■ Challenge
Pick out each line in the records below that contains the string "tree".

[begin Excerpted data]

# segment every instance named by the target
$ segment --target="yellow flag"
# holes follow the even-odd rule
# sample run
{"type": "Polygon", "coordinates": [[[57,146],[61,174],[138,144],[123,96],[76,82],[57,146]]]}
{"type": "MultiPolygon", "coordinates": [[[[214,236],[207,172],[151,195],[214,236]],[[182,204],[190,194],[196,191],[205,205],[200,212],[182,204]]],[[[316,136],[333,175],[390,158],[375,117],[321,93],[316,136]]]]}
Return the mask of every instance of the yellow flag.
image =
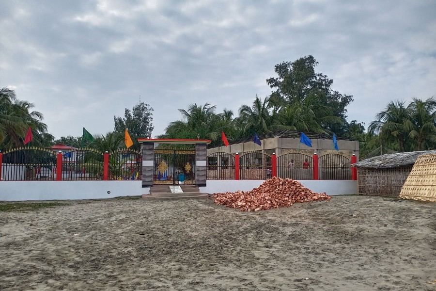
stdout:
{"type": "Polygon", "coordinates": [[[127,131],[127,129],[125,129],[125,131],[124,132],[124,143],[125,144],[125,146],[127,148],[133,145],[133,142],[132,141],[132,139],[129,135],[129,132],[127,131]]]}

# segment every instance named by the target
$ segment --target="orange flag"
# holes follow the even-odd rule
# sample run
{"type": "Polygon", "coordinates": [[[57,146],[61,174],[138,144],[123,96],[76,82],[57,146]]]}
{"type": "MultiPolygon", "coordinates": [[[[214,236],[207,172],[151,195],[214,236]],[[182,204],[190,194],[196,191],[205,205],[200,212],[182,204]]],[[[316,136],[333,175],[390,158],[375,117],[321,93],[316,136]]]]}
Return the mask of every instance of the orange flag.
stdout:
{"type": "Polygon", "coordinates": [[[33,140],[33,136],[32,135],[32,129],[29,127],[27,130],[27,134],[26,135],[26,138],[24,139],[24,144],[30,143],[33,140]]]}
{"type": "Polygon", "coordinates": [[[226,137],[226,135],[224,134],[224,131],[221,132],[221,140],[222,141],[222,142],[224,143],[224,145],[226,145],[226,146],[229,146],[229,141],[227,140],[227,138],[226,137]]]}
{"type": "Polygon", "coordinates": [[[124,132],[124,143],[125,144],[125,146],[127,146],[127,148],[133,145],[133,142],[132,141],[132,139],[130,138],[130,136],[129,135],[129,132],[127,131],[127,129],[125,129],[125,131],[124,132]]]}

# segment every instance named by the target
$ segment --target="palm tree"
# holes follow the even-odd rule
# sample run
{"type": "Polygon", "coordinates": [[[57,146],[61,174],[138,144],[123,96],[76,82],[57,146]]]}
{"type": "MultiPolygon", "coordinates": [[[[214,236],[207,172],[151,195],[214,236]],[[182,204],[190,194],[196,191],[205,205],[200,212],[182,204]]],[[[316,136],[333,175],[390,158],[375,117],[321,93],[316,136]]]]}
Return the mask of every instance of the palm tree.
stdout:
{"type": "Polygon", "coordinates": [[[370,124],[368,131],[379,133],[388,139],[397,140],[401,151],[405,151],[405,142],[411,127],[410,111],[404,101],[391,101],[385,110],[375,115],[376,119],[370,124]]]}
{"type": "Polygon", "coordinates": [[[262,134],[271,131],[268,129],[271,121],[269,105],[269,97],[266,97],[263,101],[256,95],[251,107],[246,105],[241,106],[237,122],[243,134],[251,136],[254,132],[262,134]]]}
{"type": "Polygon", "coordinates": [[[434,146],[436,144],[436,100],[433,97],[425,101],[414,98],[407,110],[410,119],[405,126],[409,137],[417,142],[416,150],[422,150],[425,143],[434,146]]]}
{"type": "Polygon", "coordinates": [[[216,106],[206,103],[203,106],[190,104],[187,110],[179,109],[183,119],[171,122],[165,129],[165,134],[160,137],[195,139],[199,134],[200,138],[217,140],[221,131],[216,128],[218,120],[216,108],[216,106]]]}
{"type": "Polygon", "coordinates": [[[0,145],[7,149],[22,146],[28,129],[33,135],[32,144],[49,146],[53,137],[47,132],[47,126],[42,122],[43,115],[32,111],[34,105],[16,99],[15,92],[7,88],[0,89],[0,145]]]}
{"type": "Polygon", "coordinates": [[[124,136],[119,132],[112,131],[108,132],[106,135],[97,136],[89,144],[89,147],[93,149],[104,153],[115,151],[124,146],[124,136]]]}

[end Excerpted data]

■ Worked solution
$ segment --target="palm tree"
Return the mask of every instance of the palm tree.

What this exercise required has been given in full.